QUOTED TEXT:
# Lobsters



## girth vader (Apr 24, 2006)

can lobsters live in a 40g with tetras, or will the lobsters eat them? I owuld like to get 3 blue lobs a few shrimp in there with the tetras. Will the fish become a night time feast?


----------



## Reefneck (Oct 15, 2005)

Unfortuantely, They will become a meal. I lost many fish at the store till I figured out the blue crawfish are doing it.


----------



## Gump (Aug 2, 2006)

yeah in a little tank the lobsters/crayfish will eventually catch the fish.


----------



## harif87 (Jun 5, 2006)

Well what kind of cray are you plannign on getting? Also i dont know if its a good idea to put crays and shrimp together, the shrimp might become a meal too. Also what kind of tetras you plan on putting in? If theyre big enough (relative to the cray of course) then you wont have a problem. It also doesnt solely rest on the size of the fish but it also has to do with how fast the fish moves. I have keept a cray in a tank with several mollies who are only about 1.5" (babies of course) for a couple of months and i have never had a problem. Thats why i say it depends on the cray and depends on the fish.


----------



## Damon (Jan 18, 2005)

True but odds are they will become meals. Crays prey at night when fish are sleeping. Doesn't matter how fast the fish are if they dont see the cray coming.


----------



## girth vader (Apr 24, 2006)

Damon said:


> True but odds are they will become meals. Crays prey at night when fish are sleeping. Doesn't matter how fast the fish are if they dont see the cray coming.


night time feasts


----------



## harif87 (Jun 5, 2006)

Hey girth you never moentioned what kind of cray and what kind of tetras you have your eyes on.


----------



## cheseboy (Aug 5, 2005)

If you had a dwarf crayfish they wouldn't hurt a fly. They get along with smaller (amano) and larger (wood) shrimp fine. I think they also get along with fish but I am unsure. Getting them is a whole other matter, you could try here, www.crayfishshop.com.


----------



## harif87 (Jun 5, 2006)

There is a bunch of types of crays that would get along with fish and certai shrimps, its all a matter of mixing and matching


----------

TASKS FOR THIS EXERCISE:
1) Translate this sentence from the lobster thread into Spanish: "Crays prey at night when fish are sleeping."
2) Answer these questions from the lobster thread:
(a) What did Reefneck find was killing fish at the store?
(b) How big were the mollies that harif87 kept with a cray, and for how long?
(c) Which two shrimp does cheseboy say dwarf crayfish get along with?

MATERIAL:
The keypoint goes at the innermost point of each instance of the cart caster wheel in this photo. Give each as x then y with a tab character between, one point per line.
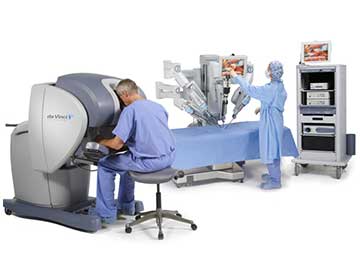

SOLUTIONS BY TASK:
1) Los cangrejos de río cazan de noche, cuando los peces están durmiendo.

2)
(a) The blue crawfish.
(b) About 1.5", for a couple of months.
(c) Amano shrimp (smaller) and wood shrimp (larger).